HOW TO COMPLETE THIS TASK - Which of the lines below holds the string "hazy"? Copy every line that does.

DATA FOR REVIEW -
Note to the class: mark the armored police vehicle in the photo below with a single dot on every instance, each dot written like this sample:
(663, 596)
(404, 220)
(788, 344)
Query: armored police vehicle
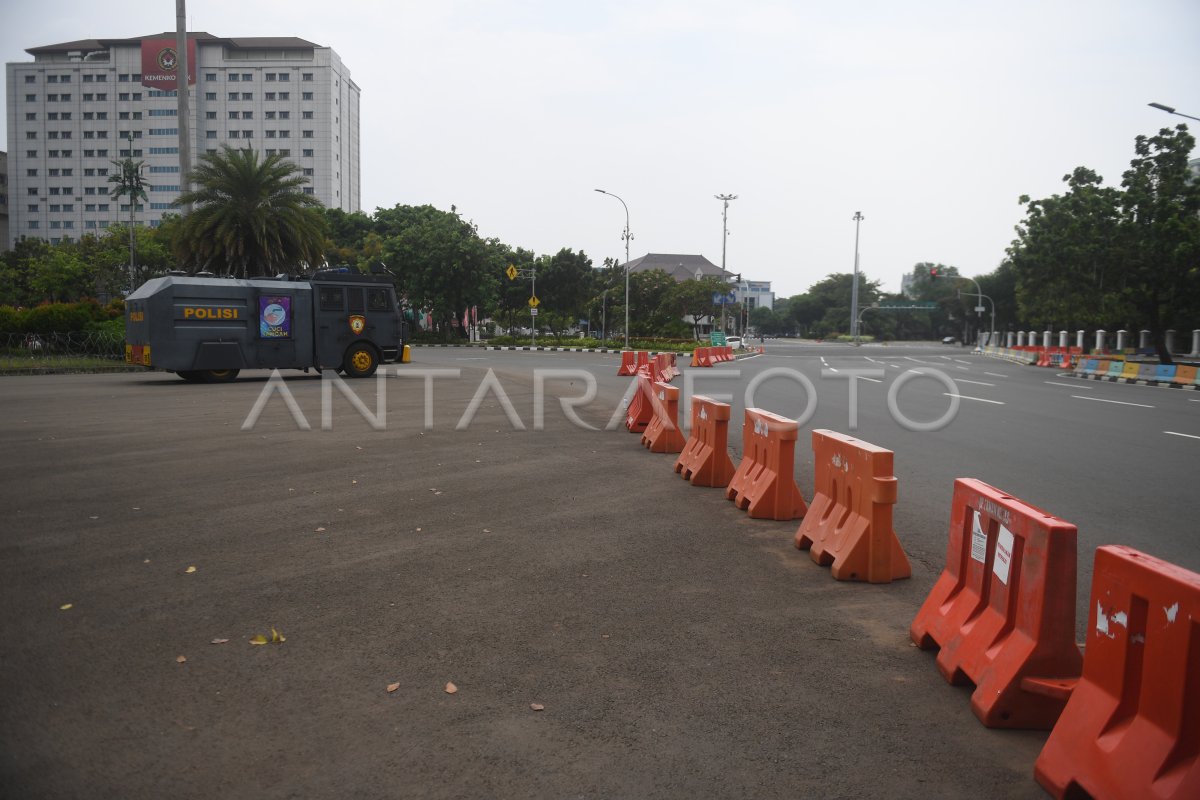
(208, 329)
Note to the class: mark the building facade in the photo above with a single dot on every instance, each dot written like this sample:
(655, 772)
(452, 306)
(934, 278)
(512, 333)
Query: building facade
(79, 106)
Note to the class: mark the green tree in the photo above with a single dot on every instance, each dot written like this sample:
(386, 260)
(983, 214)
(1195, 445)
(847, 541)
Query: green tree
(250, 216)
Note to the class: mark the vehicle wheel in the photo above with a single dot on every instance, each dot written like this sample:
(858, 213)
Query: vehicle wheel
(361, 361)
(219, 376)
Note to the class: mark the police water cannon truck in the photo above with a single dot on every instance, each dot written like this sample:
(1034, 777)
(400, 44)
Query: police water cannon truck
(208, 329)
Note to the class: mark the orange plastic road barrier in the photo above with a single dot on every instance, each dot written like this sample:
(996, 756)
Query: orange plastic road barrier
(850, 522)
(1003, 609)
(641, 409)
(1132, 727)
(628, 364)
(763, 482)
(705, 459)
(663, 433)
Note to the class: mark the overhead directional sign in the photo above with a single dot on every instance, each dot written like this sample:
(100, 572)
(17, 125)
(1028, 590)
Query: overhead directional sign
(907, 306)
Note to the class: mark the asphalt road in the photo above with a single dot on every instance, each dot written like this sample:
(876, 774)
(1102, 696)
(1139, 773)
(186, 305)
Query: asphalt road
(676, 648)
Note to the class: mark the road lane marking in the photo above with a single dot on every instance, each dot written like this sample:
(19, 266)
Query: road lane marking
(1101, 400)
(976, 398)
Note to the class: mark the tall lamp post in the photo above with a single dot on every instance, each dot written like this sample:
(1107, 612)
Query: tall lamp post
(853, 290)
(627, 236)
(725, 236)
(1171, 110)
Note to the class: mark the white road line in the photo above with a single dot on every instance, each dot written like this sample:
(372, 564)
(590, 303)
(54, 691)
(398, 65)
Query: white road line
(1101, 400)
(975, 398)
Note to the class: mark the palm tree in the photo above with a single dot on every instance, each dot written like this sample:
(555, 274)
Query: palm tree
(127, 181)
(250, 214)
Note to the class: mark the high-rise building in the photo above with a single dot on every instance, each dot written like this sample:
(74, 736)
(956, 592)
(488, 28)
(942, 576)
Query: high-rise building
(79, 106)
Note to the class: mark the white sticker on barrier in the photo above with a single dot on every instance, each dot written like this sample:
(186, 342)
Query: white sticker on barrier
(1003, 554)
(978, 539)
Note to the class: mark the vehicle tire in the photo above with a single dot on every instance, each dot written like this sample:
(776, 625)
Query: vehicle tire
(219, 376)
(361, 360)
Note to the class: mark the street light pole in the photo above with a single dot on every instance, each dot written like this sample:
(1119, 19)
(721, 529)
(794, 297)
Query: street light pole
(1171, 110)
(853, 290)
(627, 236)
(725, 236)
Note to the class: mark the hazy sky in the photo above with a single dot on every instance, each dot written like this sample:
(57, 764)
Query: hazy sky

RESULT -
Note to the class: mark the hazy sky in the photo above with a single dot on every instance, each dot written like this sample:
Query: hazy sky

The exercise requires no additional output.